begin Material shown
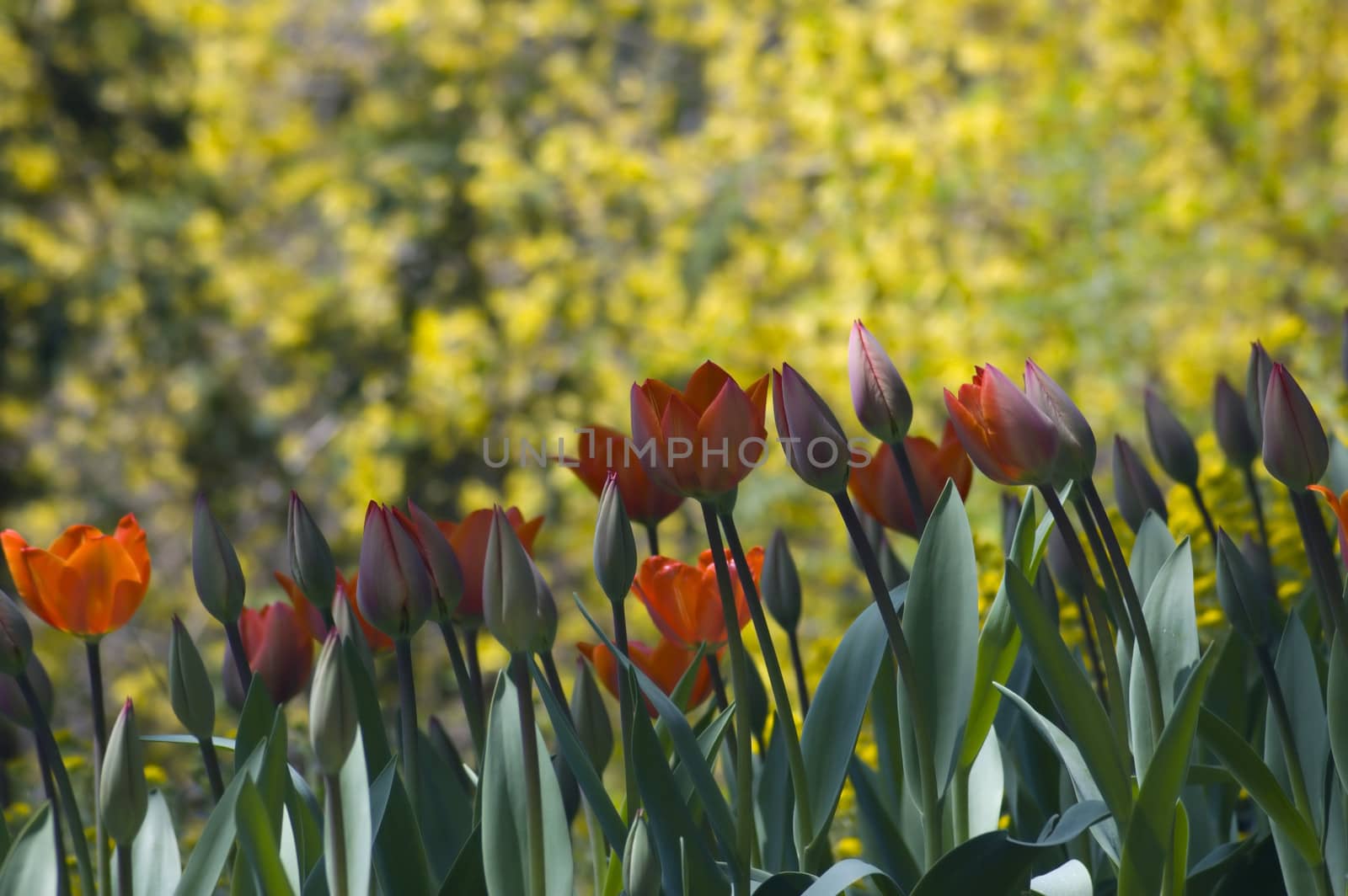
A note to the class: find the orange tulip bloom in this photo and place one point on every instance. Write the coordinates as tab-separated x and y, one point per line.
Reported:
878	487
603	451
664	664
313	620
468	538
1339	504
685	601
87	584
700	442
end Material shown
■ Goal of the exercise
Please return all of the data above word for word, leaving out the pictures.

■ Answer to the problem
A note to the class: find the orange tulip bloom in this photo and place one point on every instance. Write the coordinates as tab-separated x and y, one point per line.
Reported:
878	487
603	451
664	664
313	620
468	538
1339	504
685	601
87	584
700	442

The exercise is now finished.